• _TASK PROMPT_
Starting at the line that holds "spot the snowy mountain peak.", copy every line exactly through the end of the data, and no others.

§ §

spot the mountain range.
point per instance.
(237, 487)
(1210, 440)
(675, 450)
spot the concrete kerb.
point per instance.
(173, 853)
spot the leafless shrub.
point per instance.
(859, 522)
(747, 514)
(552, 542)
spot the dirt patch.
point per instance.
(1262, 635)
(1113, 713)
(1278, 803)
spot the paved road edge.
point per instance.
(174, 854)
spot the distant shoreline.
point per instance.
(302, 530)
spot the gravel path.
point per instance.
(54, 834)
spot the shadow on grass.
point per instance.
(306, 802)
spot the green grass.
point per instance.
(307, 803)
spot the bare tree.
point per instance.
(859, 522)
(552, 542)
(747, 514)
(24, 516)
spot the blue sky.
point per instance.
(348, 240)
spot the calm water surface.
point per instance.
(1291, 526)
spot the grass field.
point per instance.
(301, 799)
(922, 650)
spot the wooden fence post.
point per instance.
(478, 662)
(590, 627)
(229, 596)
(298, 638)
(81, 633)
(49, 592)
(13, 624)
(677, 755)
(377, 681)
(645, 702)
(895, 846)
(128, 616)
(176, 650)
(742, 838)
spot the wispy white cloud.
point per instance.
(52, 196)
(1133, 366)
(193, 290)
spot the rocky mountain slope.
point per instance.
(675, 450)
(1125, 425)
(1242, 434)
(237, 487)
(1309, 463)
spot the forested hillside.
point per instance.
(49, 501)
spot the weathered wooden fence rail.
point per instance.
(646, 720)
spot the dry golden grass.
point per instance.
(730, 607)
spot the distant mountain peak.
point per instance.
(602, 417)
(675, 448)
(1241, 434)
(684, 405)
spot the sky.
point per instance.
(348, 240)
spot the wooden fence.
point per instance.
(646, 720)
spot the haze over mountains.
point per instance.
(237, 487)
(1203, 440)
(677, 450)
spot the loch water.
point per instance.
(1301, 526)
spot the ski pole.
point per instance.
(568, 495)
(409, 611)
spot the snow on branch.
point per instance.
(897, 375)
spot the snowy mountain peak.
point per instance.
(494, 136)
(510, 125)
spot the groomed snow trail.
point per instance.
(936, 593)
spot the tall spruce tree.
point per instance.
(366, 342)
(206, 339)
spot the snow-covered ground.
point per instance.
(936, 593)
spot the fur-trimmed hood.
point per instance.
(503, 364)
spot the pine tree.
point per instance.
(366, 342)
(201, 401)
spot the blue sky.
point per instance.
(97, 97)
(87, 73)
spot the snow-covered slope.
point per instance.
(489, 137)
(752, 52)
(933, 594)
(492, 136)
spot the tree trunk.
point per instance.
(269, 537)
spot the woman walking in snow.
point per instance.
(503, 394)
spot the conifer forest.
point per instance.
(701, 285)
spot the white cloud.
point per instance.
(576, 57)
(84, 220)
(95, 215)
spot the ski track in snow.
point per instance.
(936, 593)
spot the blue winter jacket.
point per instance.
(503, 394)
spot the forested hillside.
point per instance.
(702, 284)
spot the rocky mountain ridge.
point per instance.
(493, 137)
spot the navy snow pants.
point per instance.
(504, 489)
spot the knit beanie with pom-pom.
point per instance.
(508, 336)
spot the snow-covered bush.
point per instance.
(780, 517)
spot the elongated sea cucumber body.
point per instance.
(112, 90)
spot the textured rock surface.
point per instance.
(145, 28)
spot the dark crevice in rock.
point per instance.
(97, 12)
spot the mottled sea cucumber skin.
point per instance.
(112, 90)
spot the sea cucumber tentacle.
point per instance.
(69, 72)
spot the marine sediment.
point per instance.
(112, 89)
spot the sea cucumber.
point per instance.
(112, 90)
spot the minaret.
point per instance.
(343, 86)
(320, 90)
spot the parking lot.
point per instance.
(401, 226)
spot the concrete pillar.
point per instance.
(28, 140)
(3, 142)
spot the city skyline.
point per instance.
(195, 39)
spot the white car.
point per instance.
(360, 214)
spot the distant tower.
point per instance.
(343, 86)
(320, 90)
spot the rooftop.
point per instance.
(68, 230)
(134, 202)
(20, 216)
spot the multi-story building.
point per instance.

§ §

• _WRITTEN RESPONSE_
spot the snowy mountain peak.
point per instance.
(494, 136)
(510, 125)
spot the groomed snow trail.
point per instance.
(936, 593)
spot the tall spruce tree.
point per instance.
(366, 342)
(206, 339)
spot the snow-covered ground.
point per instance.
(936, 593)
spot the fur-trimmed hood.
point per instance.
(503, 364)
spot the pine tree.
point per instance.
(366, 342)
(201, 401)
spot the blue sky.
point per instance.
(97, 97)
(87, 73)
spot the snow-covered slope.
point per instance.
(489, 137)
(752, 52)
(933, 594)
(492, 136)
spot the tree trunk.
point per instance.
(269, 537)
spot the woman walking in snow.
point per instance.
(503, 394)
spot the conifer forest.
point per instance.
(701, 285)
spot the white cloud.
point per instance.
(576, 57)
(84, 220)
(95, 215)
spot the ski track in snow.
point per instance.
(936, 593)
spot the blue winter jacket.
point per instance.
(503, 394)
spot the forested hillside.
point per instance.
(702, 284)
spot the rocky mountain ridge.
point per instance.
(493, 137)
spot the navy snow pants.
point per instance.
(504, 489)
spot the knit beanie with pom-pom.
point per instance.
(508, 336)
spot the snow-covered bush.
point per instance.
(780, 517)
spot the elongated sea cucumber body.
point per instance.
(112, 90)
spot the textured rock surface.
point per instance.
(145, 28)
spot the dark crevice in rock.
point per instance.
(97, 12)
spot the mottled sea cucumber skin.
point per instance.
(112, 90)
spot the sea cucumber tentacle.
point per instance.
(69, 72)
spot the marine sediment.
point per instance.
(112, 89)
spot the sea cucumber.
point per instance.
(112, 90)
spot the minaret.
point per instance.
(343, 86)
(320, 90)
spot the parking lot.
point per instance.
(401, 226)
spot the concrete pillar.
point per instance.
(28, 140)
(3, 142)
spot the city skyline.
point per instance.
(195, 39)
spot the white car.
point per instance.
(360, 214)
spot the distant tower.
point per instance.
(343, 86)
(320, 90)
spot the rooftop.
point per instance.
(68, 230)
(134, 202)
(20, 216)
spot the multi-story building.
point per instance.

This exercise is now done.